> **WHAT TO DO**
Print the records exactly, starting with the line that contains "query | black tire" and going on through the line that contains "<point>149,150</point>", including both of those lines.

> **STORED RECORDS**
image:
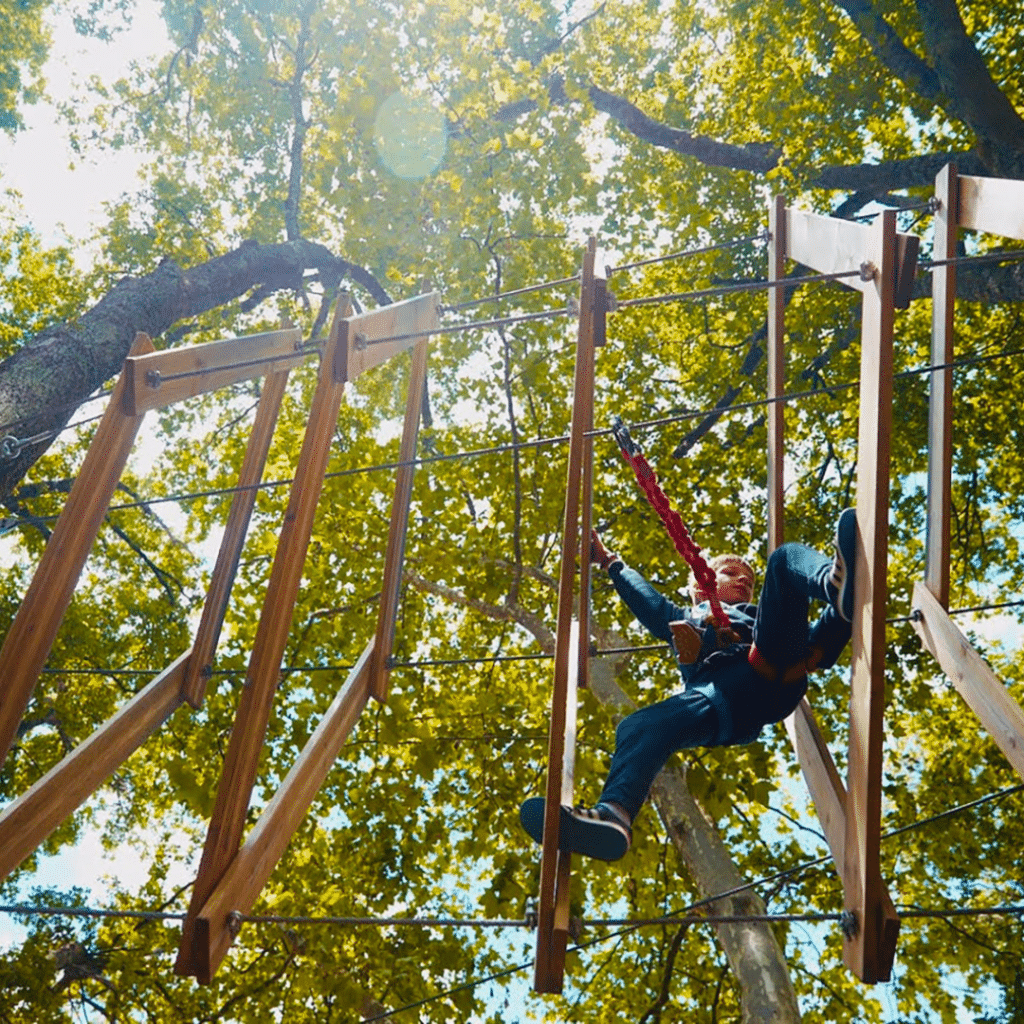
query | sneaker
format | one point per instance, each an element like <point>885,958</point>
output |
<point>596,832</point>
<point>839,585</point>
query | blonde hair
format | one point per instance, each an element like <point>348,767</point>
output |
<point>716,563</point>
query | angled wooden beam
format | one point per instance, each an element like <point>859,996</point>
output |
<point>29,819</point>
<point>375,337</point>
<point>390,591</point>
<point>993,205</point>
<point>200,667</point>
<point>249,731</point>
<point>552,903</point>
<point>162,378</point>
<point>864,948</point>
<point>249,870</point>
<point>975,681</point>
<point>32,634</point>
<point>833,246</point>
<point>940,402</point>
<point>776,373</point>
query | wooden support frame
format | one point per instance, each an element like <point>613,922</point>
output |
<point>974,680</point>
<point>851,817</point>
<point>570,643</point>
<point>35,628</point>
<point>253,715</point>
<point>216,924</point>
<point>27,820</point>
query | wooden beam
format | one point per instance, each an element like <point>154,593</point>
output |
<point>200,666</point>
<point>162,378</point>
<point>993,205</point>
<point>31,817</point>
<point>551,938</point>
<point>776,374</point>
<point>32,634</point>
<point>391,589</point>
<point>403,324</point>
<point>864,951</point>
<point>253,714</point>
<point>833,246</point>
<point>969,672</point>
<point>940,408</point>
<point>251,868</point>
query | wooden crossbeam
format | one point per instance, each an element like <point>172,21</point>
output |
<point>163,378</point>
<point>235,791</point>
<point>200,666</point>
<point>940,406</point>
<point>552,929</point>
<point>969,672</point>
<point>992,205</point>
<point>36,813</point>
<point>32,634</point>
<point>251,867</point>
<point>375,337</point>
<point>391,588</point>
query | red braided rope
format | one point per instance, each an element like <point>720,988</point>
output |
<point>685,545</point>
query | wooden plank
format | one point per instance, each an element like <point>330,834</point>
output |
<point>208,633</point>
<point>993,205</point>
<point>864,951</point>
<point>253,715</point>
<point>969,672</point>
<point>251,868</point>
<point>28,820</point>
<point>549,965</point>
<point>776,374</point>
<point>940,408</point>
<point>404,323</point>
<point>162,378</point>
<point>32,634</point>
<point>391,589</point>
<point>829,245</point>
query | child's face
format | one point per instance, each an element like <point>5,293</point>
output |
<point>735,584</point>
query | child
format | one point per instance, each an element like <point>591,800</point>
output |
<point>736,679</point>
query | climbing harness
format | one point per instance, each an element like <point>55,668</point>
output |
<point>685,545</point>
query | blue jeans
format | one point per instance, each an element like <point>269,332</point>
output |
<point>645,739</point>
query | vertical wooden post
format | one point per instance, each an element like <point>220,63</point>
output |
<point>388,609</point>
<point>200,665</point>
<point>940,407</point>
<point>552,929</point>
<point>864,948</point>
<point>253,715</point>
<point>776,373</point>
<point>35,628</point>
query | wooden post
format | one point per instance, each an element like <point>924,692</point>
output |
<point>391,589</point>
<point>940,408</point>
<point>253,715</point>
<point>35,628</point>
<point>776,374</point>
<point>552,906</point>
<point>862,886</point>
<point>974,680</point>
<point>28,820</point>
<point>251,867</point>
<point>201,664</point>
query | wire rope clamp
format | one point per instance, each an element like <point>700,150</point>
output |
<point>530,912</point>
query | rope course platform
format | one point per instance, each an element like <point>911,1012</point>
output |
<point>875,260</point>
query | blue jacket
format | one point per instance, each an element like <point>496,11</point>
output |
<point>744,701</point>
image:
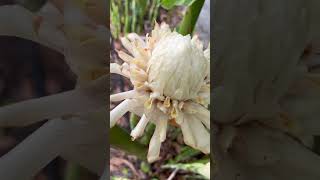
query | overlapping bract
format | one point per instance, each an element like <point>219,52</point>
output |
<point>170,75</point>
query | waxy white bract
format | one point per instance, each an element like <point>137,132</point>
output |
<point>170,75</point>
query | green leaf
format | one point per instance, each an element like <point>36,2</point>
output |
<point>120,139</point>
<point>168,4</point>
<point>199,168</point>
<point>186,153</point>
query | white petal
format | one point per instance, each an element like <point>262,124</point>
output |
<point>123,95</point>
<point>202,136</point>
<point>154,145</point>
<point>120,110</point>
<point>36,151</point>
<point>116,69</point>
<point>140,127</point>
<point>80,100</point>
<point>163,132</point>
<point>187,133</point>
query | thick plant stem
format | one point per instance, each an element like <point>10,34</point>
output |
<point>122,140</point>
<point>190,19</point>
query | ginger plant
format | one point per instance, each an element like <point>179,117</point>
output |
<point>76,129</point>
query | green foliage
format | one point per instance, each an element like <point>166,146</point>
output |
<point>120,139</point>
<point>145,167</point>
<point>130,16</point>
<point>190,19</point>
<point>185,154</point>
<point>169,4</point>
<point>195,167</point>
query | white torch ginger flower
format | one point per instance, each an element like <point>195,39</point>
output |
<point>170,75</point>
<point>76,129</point>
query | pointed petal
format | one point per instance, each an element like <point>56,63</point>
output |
<point>80,100</point>
<point>188,137</point>
<point>123,95</point>
<point>140,127</point>
<point>120,110</point>
<point>201,135</point>
<point>36,151</point>
<point>154,145</point>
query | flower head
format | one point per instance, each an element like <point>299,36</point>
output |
<point>170,75</point>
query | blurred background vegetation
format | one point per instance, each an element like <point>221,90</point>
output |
<point>29,70</point>
<point>127,158</point>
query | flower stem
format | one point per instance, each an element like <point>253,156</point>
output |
<point>190,19</point>
<point>122,140</point>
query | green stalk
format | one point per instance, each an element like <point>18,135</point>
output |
<point>127,17</point>
<point>76,172</point>
<point>134,16</point>
<point>190,19</point>
<point>122,140</point>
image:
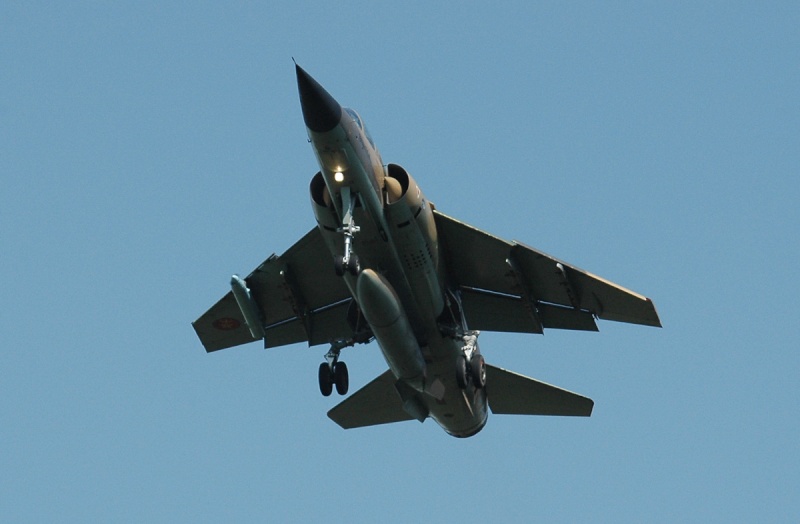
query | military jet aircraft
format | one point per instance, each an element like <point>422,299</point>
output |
<point>383,263</point>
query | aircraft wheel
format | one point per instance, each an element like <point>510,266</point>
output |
<point>478,370</point>
<point>338,265</point>
<point>325,380</point>
<point>341,378</point>
<point>461,372</point>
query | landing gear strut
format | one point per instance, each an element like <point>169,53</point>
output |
<point>349,261</point>
<point>470,366</point>
<point>333,372</point>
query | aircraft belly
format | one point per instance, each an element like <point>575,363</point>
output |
<point>461,413</point>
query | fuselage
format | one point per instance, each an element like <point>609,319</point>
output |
<point>378,214</point>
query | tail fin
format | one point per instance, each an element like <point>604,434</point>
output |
<point>514,394</point>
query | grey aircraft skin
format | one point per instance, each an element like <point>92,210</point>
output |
<point>384,264</point>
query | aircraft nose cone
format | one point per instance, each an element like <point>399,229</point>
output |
<point>320,111</point>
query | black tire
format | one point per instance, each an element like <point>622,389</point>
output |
<point>341,378</point>
<point>461,372</point>
<point>325,380</point>
<point>338,265</point>
<point>478,371</point>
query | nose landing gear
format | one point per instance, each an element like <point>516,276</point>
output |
<point>470,366</point>
<point>349,261</point>
<point>333,372</point>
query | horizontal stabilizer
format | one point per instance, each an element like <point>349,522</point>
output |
<point>376,403</point>
<point>514,394</point>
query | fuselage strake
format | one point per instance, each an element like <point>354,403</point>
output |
<point>381,233</point>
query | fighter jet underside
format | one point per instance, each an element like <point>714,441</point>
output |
<point>382,264</point>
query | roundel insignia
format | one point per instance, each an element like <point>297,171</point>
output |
<point>226,324</point>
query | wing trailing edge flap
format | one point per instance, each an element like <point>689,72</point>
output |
<point>482,261</point>
<point>298,296</point>
<point>376,403</point>
<point>510,393</point>
<point>508,313</point>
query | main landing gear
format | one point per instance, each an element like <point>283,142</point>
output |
<point>349,261</point>
<point>332,372</point>
<point>470,366</point>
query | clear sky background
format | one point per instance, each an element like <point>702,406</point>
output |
<point>149,150</point>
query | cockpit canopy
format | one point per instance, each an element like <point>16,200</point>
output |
<point>360,124</point>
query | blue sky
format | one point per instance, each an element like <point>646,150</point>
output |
<point>150,150</point>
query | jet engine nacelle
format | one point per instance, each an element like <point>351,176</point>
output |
<point>413,231</point>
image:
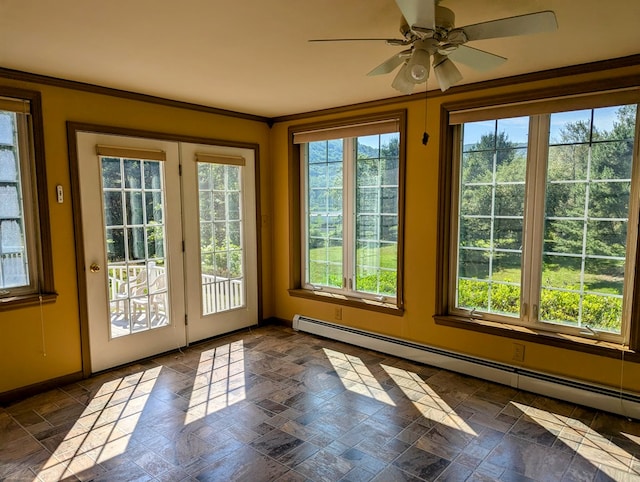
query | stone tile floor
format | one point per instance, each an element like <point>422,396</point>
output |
<point>271,404</point>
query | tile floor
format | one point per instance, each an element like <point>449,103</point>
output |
<point>271,404</point>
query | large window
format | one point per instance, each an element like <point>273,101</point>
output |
<point>545,215</point>
<point>350,210</point>
<point>24,266</point>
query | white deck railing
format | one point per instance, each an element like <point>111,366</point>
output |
<point>218,293</point>
<point>221,294</point>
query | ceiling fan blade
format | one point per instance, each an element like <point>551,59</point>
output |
<point>506,27</point>
<point>418,12</point>
<point>476,59</point>
<point>390,64</point>
<point>393,41</point>
<point>446,71</point>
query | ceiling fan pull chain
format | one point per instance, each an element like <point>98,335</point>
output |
<point>425,135</point>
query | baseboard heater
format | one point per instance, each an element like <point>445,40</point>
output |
<point>575,391</point>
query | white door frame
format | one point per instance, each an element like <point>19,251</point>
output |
<point>73,128</point>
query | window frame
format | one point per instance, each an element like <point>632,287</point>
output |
<point>297,209</point>
<point>527,103</point>
<point>36,208</point>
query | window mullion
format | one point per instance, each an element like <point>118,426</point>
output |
<point>632,242</point>
<point>534,216</point>
<point>348,214</point>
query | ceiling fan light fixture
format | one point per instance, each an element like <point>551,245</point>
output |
<point>402,82</point>
<point>446,71</point>
<point>419,66</point>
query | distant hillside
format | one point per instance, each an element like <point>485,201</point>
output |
<point>316,150</point>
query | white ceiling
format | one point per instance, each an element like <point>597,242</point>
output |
<point>252,56</point>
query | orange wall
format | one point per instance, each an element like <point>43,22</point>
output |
<point>417,323</point>
<point>41,344</point>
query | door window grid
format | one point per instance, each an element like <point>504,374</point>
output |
<point>133,202</point>
<point>221,243</point>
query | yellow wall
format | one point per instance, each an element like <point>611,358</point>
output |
<point>417,323</point>
<point>22,360</point>
<point>56,326</point>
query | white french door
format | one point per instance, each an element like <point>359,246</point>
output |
<point>220,239</point>
<point>169,258</point>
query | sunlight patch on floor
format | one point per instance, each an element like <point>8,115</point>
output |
<point>219,381</point>
<point>105,427</point>
<point>426,399</point>
<point>356,377</point>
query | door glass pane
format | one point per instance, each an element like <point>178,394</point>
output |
<point>491,215</point>
<point>221,237</point>
<point>135,241</point>
<point>586,217</point>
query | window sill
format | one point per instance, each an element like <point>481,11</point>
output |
<point>559,340</point>
<point>22,301</point>
<point>365,304</point>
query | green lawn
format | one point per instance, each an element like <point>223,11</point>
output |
<point>384,257</point>
<point>563,277</point>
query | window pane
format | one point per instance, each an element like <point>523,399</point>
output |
<point>324,209</point>
<point>586,222</point>
<point>361,173</point>
<point>14,268</point>
<point>376,207</point>
<point>491,214</point>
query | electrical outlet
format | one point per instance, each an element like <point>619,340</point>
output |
<point>518,352</point>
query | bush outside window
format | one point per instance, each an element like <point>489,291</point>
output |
<point>544,204</point>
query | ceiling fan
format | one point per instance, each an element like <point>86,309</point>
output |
<point>429,31</point>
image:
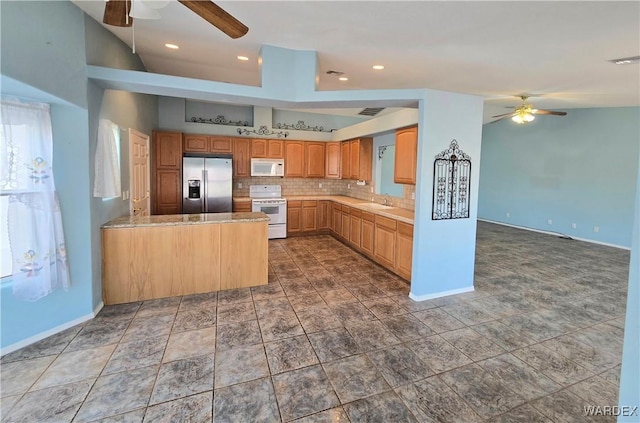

> **ANSWER**
query | black tire
format | one point per instance, each an element like <point>622,389</point>
output |
<point>341,378</point>
<point>461,372</point>
<point>325,380</point>
<point>338,265</point>
<point>478,371</point>
query | nose landing gear
format | one point per instance, each an element like <point>516,276</point>
output |
<point>470,366</point>
<point>349,261</point>
<point>333,372</point>
query | horizontal stabilizer
format | one point per instance, each an element like <point>349,522</point>
output |
<point>376,403</point>
<point>514,394</point>
query | fuselage strake
format | one point per instance, each an element like <point>354,403</point>
output |
<point>381,233</point>
query | fighter jet underside
format | one point per instance, each an element like <point>714,441</point>
output |
<point>382,264</point>
query | roundel insignia
format | one point per instance, each an element like <point>297,171</point>
output |
<point>226,324</point>
query | wing trailing edge flap
format | one point per instance, each an element like <point>689,72</point>
output |
<point>482,261</point>
<point>298,296</point>
<point>376,403</point>
<point>510,393</point>
<point>508,313</point>
query | main landing gear
format | one point per instance, each an element like <point>283,142</point>
output |
<point>349,261</point>
<point>332,372</point>
<point>470,366</point>
query | clear sky background
format | one point per instance, each an element like <point>702,406</point>
output |
<point>149,150</point>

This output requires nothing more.